Aangeleverd fragment
ECLI:NL:RBROT:2020:5513

Rechtbank Rotterdam

Datum uitspraak
16 juni 2020
Publicatiedatum
23 juni 2020
Zaaknummer
83/187377-19
Instantie
Rechtbank Rotterdam
Type
Uitspraak
Rechtsgebied
Strafrecht
Procedures
  • Eerste aanleg - meervoudig
Vindplaatsen
  • Rechtspraak.nl
AI samenvatting door LexboostAutomatisch gegenereerd

Veroordeling voor uitkeringsfraude door het niet melden van verhuizing naar het buitenland

In deze zaak heeft de rechtbank Rotterdam op 16 juni 2020 uitspraak gedaan in een strafzaak tegen een verdachte die gedurende meer dan zeven jaar haar verhuizing naar het buitenland niet heeft gemeld aan de uitkeringsinstantie. Hierdoor ontving zij ten onrechte een Wajong-uitkering, wat resulteerde in een benadelingsbedrag van circa 100.000 euro. De rechtbank heeft de verdachte veroordeeld tot een taakstraf van 180 uren, waarvan 60 uren voorwaardelijk met een proeftijd van 2 jaren, en heeft bijzondere voorwaarden opgelegd, waaronder een meldplicht en deelname aan een ambulante behandeling. De rechtbank heeft bij de strafoplegging rekening gehouden met de persoonlijke omstandigheden van de verdachte, waaronder haar afhankelijkheid en mogelijke verstandelijke problematiek. De rechtbank heeft vastgesteld dat de verdachte opzettelijk heeft nagelaten tijdig de benodigde gegevens te verstrekken aan het Uitvoeringsinstituut Werknemersverzekeringen (UWV), wat haar in staat stelde om onterecht gebruik te maken van sociale voorzieningen. De rechtbank heeft de ernst van het feit en de schade aan het sociale zekerheidsstelsel zwaar laten meewegen in de beslissing.

Uitspraak

Rechtbank Rotterdam

Team straf 1
Parketnummer: 83/187377-19
Datum uitspraak: 16 juni 2020
Tegenspraak
Vonnis van de rechtbank Rotterdam, meervoudige kamer voor strafzaken, in de zaak tegen de verdachte:
[naam verdachte] ,
geboren te [geboorteplaats verdachte] ( [geboorteland verdachte] ) op [geboortedatum verdachte] ,
ingeschreven in de basisregistratie personen op het adres
[adres verdachte] , [postcode verdachte] [woonplaats verdachte] ,
raadsman mr. B.J. Manspeaker, advocaat te Dordrecht.

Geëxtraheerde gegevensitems
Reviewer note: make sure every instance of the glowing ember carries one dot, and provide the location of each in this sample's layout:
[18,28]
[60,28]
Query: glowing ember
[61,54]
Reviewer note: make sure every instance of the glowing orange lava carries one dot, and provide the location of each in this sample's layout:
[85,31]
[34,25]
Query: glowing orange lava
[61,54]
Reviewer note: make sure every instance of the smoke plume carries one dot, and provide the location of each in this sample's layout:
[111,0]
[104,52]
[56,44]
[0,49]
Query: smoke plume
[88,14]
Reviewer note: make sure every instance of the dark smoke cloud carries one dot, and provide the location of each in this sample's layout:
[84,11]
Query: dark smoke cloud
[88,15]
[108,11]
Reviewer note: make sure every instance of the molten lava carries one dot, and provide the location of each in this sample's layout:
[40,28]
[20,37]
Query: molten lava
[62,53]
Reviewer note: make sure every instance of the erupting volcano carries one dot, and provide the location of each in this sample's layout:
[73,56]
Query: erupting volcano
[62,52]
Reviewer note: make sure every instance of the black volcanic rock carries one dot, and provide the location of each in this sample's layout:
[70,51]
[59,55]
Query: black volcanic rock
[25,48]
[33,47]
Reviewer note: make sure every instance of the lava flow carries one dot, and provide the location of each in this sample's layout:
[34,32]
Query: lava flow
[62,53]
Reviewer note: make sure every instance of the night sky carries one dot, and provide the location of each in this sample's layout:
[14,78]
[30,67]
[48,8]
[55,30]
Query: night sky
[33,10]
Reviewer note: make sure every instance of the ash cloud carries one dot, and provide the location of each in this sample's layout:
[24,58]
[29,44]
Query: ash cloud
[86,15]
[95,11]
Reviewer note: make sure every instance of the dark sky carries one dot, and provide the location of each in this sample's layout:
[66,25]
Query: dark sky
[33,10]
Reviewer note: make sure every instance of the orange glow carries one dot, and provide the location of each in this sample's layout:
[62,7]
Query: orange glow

Te verrichten taken
(a) Vertaal de volgende zin uit de uitspraak over uitkeringsfraude naar het Engels: "De rechtbank heeft de ernst van het feit en de schade aan het sociale zekerheidsstelsel zwaar laten meewegen in de beslissing."
(b) Haal uit de uitspraak over uitkeringsfraude letterlijk de passage die begint bij "Team straf 1" en eindigt bij "advocaat te Dordrecht.".

Overzicht van oplossingen
(a) In its decision, the court gave heavy weight to the seriousness of the offense and the damage to the social security system.

(b)
Team straf 1
Parketnummer: 83/187377-19
Datum uitspraak: 16 juni 2020
Tegenspraak
Vonnis van de rechtbank Rotterdam, meervoudige kamer voor strafzaken, in de zaak tegen de verdachte:
[naam verdachte] ,
geboren te [geboorteplaats verdachte] ( [geboorteland verdachte] ) op [geboortedatum verdachte] ,
ingeschreven in de basisregistratie personen op het adres
[adres verdachte] , [postcode verdachte] [woonplaats verdachte] ,
raadsman mr. B.J. Manspeaker, advocaat te Dordrecht.